### WORK TASK
Word for word, repeat every entry that appears below.

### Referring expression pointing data
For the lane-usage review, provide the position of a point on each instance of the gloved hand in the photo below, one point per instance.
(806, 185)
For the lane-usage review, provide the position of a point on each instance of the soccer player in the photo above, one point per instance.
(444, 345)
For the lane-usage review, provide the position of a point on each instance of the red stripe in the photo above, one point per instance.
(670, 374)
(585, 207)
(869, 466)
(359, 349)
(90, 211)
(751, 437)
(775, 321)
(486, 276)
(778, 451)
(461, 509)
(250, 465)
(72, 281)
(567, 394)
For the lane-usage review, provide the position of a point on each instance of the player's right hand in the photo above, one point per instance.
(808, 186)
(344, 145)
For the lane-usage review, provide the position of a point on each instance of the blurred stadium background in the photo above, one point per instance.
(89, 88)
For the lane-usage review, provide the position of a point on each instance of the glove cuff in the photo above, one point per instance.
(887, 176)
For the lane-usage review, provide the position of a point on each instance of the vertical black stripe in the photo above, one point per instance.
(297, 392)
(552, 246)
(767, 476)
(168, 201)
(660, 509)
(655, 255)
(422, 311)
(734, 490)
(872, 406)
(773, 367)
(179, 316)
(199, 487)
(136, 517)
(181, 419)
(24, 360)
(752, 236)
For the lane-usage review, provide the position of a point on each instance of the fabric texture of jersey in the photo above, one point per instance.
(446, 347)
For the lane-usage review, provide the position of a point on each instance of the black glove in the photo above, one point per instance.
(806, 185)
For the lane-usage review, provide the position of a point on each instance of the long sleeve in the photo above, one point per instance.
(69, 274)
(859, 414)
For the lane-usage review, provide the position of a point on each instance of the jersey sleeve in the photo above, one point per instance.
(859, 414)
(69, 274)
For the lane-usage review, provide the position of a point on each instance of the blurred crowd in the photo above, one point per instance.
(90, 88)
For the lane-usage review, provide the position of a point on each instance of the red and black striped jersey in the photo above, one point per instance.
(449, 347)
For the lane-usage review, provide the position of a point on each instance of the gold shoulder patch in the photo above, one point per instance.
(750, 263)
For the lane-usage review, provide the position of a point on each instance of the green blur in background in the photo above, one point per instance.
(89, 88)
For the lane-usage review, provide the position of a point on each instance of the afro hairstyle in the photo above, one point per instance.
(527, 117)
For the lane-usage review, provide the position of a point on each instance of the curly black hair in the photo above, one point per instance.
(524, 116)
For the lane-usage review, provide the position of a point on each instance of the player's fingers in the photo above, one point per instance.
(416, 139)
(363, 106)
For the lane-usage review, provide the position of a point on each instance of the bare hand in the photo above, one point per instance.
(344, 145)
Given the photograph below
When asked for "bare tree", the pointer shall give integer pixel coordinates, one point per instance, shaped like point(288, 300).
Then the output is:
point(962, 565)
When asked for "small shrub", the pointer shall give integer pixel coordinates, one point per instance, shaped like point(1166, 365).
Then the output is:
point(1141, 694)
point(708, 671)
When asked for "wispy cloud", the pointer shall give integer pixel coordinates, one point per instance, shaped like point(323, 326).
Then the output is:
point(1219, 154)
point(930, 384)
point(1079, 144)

### RESPONSE AREA
For the lane-usage review, provide the position of a point on each instance of the gloved hand in the photo below, one point per instance.
(806, 185)
For the lane-usage review, provide the position of a point on each instance of the soccer player in the photo above, one point per instance.
(444, 345)
For the lane-usage review, provide the position of a point on each instance of the red stripe in the photo above, one point per instance.
(670, 374)
(585, 207)
(869, 466)
(359, 349)
(90, 211)
(751, 437)
(775, 321)
(486, 276)
(778, 451)
(461, 509)
(250, 465)
(72, 281)
(567, 394)
For the lane-usage review, provide the position of a point on each instance of the player's right hand in the photo above, one point per instance.
(808, 186)
(344, 145)
For the lane-usage review, provide the position of a point on each instance of the blurred stadium background in the photo above, one point per instance.
(89, 88)
For the lane-usage review, provide the position of a point on each instance of the glove cuff in the photo above, one point per instance.
(887, 176)
For the lane-usage review, provide the position of a point on each instance of the vertical black stripe in the photo above, one point per instance.
(297, 392)
(552, 246)
(767, 476)
(168, 201)
(660, 509)
(655, 255)
(422, 311)
(734, 490)
(872, 406)
(773, 367)
(179, 316)
(199, 487)
(136, 517)
(181, 419)
(24, 360)
(752, 236)
For the lane-usage review, provide the position of a point on each instance of the fabric texture of jersey in the photo above, one point per instance.
(446, 347)
For the lane-usage review, provide the position of a point on each instance of the black glove in the photo above, one point per instance.
(806, 185)
For the lane-usage review, provide the position of a point on each instance of the long sleeve in the photo above, one point per instance.
(69, 274)
(859, 414)
For the lane-usage review, provide the position of a point on each instance of the jersey sleeve in the photo above, one point per instance.
(859, 414)
(69, 274)
For the lane-usage review, provide the position of a point on each instance of the blurred crowd in the photo above, one point per instance.
(90, 88)
For the lane-usage review, provide the position of a point on each instance of the red and black striped jersey in the photo above, one point per instance.
(449, 347)
For the lane-usage review, provide the position of a point on each instance of the gold shoulder patch in the photo above, one point per instance.
(750, 263)
For the lane-usage review, provide the position of a point on each instance of the green blur in background in the photo above, one point per instance.
(89, 88)
For the lane-usage review, provide the position of a point on each instance of the afro hairstyle in the photo above, one point per instance.
(527, 117)
For the lane-usage review, provide the position of a point on each instance of the curly black hair in the photo above, one point per instance.
(524, 116)
For the lane-usage review, provide the position of a point on each instance of the player's fingers in the photo above, one point per instance.
(416, 139)
(363, 106)
For the lane-usage review, provide the position of a point on each instance of the bare hand in the photo above, one point per instance.
(344, 145)
Given the photograph below
When asked for "bare tree", the pointer shall give integer pixel coordinates, one point per instance, shaped like point(288, 300).
Then the output is:
point(962, 565)
When asked for "small shrub", the pointer shall give integer pixel coordinates, one point per instance, shaped like point(1166, 365).
Then the output is:
point(1141, 694)
point(708, 671)
When asked for "wispy cloud", the pointer shall give integer pixel coordinates, one point per instance, shaped like point(323, 326).
Then the output is:
point(1219, 154)
point(930, 384)
point(1079, 144)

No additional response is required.